● **Task brief**: Turn every line of the records below into a Markdown table with two columns, Row for the row number and Text for the line, skipping blank lines. Leave the pictures out.

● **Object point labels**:
☆ ☆ ☆

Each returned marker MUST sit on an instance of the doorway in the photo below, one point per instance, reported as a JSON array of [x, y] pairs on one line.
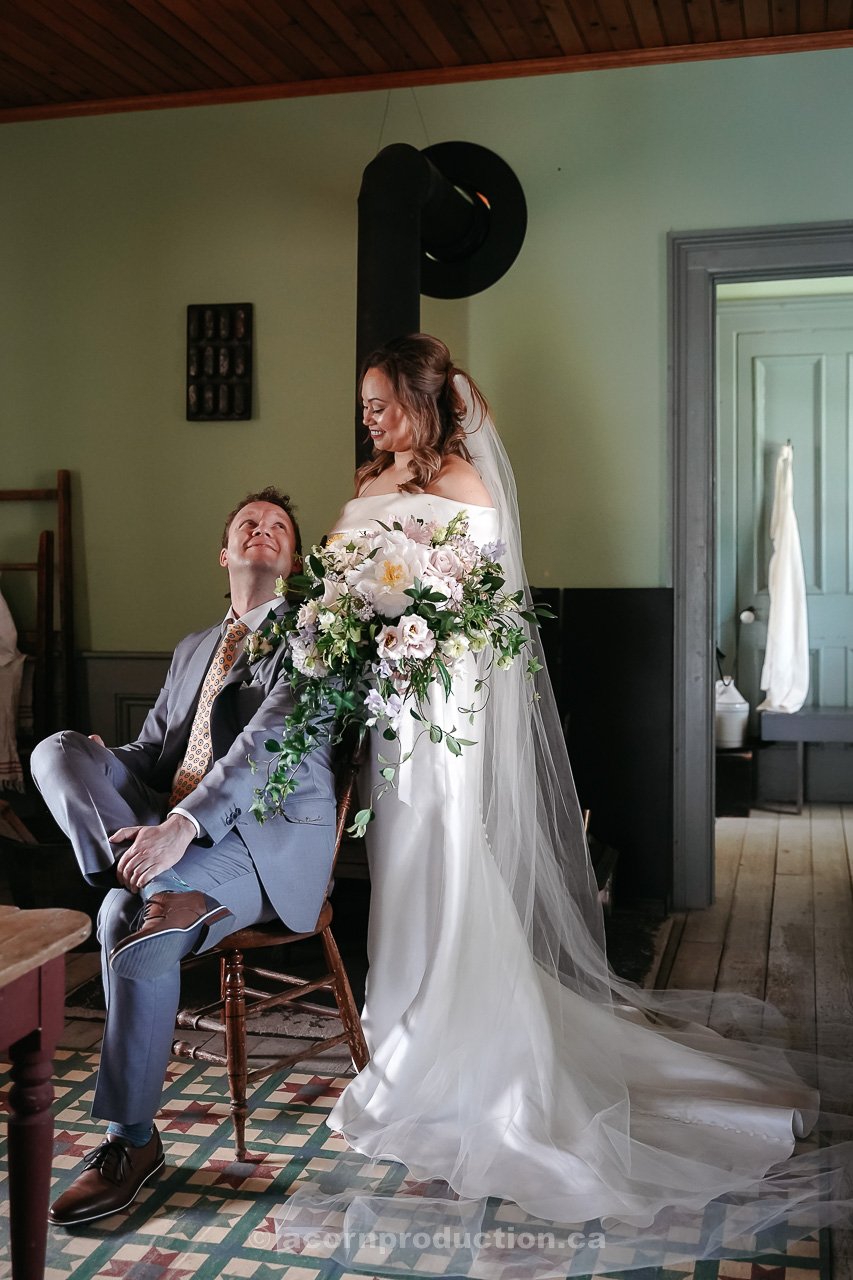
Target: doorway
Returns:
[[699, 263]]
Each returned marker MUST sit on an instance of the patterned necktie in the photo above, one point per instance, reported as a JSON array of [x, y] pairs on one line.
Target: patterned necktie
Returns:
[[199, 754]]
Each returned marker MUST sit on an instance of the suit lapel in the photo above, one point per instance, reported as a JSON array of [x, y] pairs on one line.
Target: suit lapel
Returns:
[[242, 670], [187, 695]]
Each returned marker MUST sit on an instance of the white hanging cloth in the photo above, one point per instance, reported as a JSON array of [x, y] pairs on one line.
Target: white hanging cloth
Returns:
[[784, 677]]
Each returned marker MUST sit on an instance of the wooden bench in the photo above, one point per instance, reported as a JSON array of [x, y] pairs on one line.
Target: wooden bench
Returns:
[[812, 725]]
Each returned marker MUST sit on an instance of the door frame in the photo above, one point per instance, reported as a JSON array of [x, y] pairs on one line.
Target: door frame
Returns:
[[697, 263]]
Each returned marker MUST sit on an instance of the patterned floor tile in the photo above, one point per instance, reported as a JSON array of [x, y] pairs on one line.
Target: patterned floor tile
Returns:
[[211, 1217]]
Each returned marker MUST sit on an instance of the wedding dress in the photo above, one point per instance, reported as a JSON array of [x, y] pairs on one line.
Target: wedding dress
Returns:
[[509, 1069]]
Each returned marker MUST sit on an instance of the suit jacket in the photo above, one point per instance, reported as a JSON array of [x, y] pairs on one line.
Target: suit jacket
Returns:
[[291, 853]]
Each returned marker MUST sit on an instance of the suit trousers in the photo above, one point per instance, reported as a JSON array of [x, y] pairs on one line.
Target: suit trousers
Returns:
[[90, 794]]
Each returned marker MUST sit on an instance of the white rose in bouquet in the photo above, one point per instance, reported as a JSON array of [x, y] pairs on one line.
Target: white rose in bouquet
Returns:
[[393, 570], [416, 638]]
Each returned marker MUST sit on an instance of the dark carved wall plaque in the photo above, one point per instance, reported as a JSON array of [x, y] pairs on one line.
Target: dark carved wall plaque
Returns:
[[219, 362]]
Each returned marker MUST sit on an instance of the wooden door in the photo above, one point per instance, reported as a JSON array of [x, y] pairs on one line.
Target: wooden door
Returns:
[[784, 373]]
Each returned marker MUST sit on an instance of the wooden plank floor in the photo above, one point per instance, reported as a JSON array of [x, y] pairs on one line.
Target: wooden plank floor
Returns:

☆ ☆ ☆

● **Response below**:
| Row | Text |
|---|---|
| 1 | Each returned marker MUST sit on an instance of the doorway in the photo below, one point per instance, reported as a JSON array of [x, y] pairs on one line. |
| 2 | Target: doorway |
| 3 | Returns: |
| 4 | [[699, 263]] |
| 5 | Each returned marker MUST sit on an instance of the patterned necktie in the photo above, one point per instance, reported as a JSON array of [x, y] pairs on one line. |
| 6 | Target: patterned necktie |
| 7 | Returns: |
| 8 | [[199, 754]] |
| 9 | Each returned marker MUST sit on an instance of the suit lapel in the photo above, one point per instance, reported as a JSON array of [x, y] pairs on one line. |
| 10 | Target: suit lapel |
| 11 | Returns: |
| 12 | [[242, 670], [187, 695]] |
| 13 | Each returned marker MUST sit on an instance of the white hanging cloth in the photo above, one point per instance, reported as a JSON array of [x, y] pairs on one line. |
| 14 | Target: white hanging cloth |
| 15 | Returns: |
| 16 | [[784, 677]] |
| 17 | Each returned marker MUST sit on an instance of the wooden bench in the photo above, one point per instance, reported as a JSON array of [x, y] pairs on one line. |
| 18 | Target: wooden bench |
| 19 | Returns: |
| 20 | [[812, 725]] |
| 21 | Each returned marker MUST sit on an instance of the door frame in the photo above, one point per instance, reported as a JSON array of [x, y] pairs on one line. |
| 22 | Target: door frame |
| 23 | Returns: |
| 24 | [[697, 263]] |
| 25 | Each returned marker MUST sit on an instance of the patterned floor tile in the photo above, one point per instance, reported as a JSON array of [x, y] pairs on one line. |
| 26 | Target: patterned floor tile |
| 27 | Returns: |
| 28 | [[211, 1217]] |
| 29 | Each returned marker MUST sit on an instance of the wedding dress in the photo above, one point per instance, reported as a JSON array of [x, y] pairs on one line. |
| 30 | Target: wedding dress |
| 31 | Returns: |
| 32 | [[509, 1069]] |
| 33 | Each returned marker MUST sit on an instance of the suit jacket in the photo above, one point per instance, reported as a JSON array of [x, y] pairs on one line. |
| 34 | Target: suit jacket |
| 35 | Returns: |
| 36 | [[291, 853]] |
| 37 | Each returned marker MUST sit on an instance of the suit trousers in the photo above, one point per instance, reported as a JSON array of [x, y] pairs on one line. |
| 38 | Target: suit trousers |
| 39 | Returns: |
| 40 | [[90, 794]] |
| 41 | Each returned marker MUST sit on an instance of the white rose in bouquet in the photo above, one point per instance, reported as a JSON array of [x, y] pairs on one line. |
| 42 | Target: white rose in bouquet |
| 43 | Returns: |
| 44 | [[393, 570], [416, 638]] |
| 45 | Each returned marker MUST sit on an instance of the dark carved wall plaque in the photo above, one point per instance, reported as a JSON array of [x, y] pairs on one line. |
| 46 | Target: dark carved wall plaque |
| 47 | Returns: |
| 48 | [[219, 362]] |
| 49 | Each returned marker MUST sit on an instance of the wooden door in the photo above, one point per instance, reported as a JSON array of [x, y] pairs on one line. |
| 50 | Target: wooden door |
| 51 | Returns: |
| 52 | [[784, 373]] |
| 53 | Each returned marker MUST sit on an instance of the wooden plank floor in the photo above, one point per instance, reported as a JSON array of [x, y] pairs on one line. |
| 54 | Target: wooden plank floor |
| 55 | Returns: |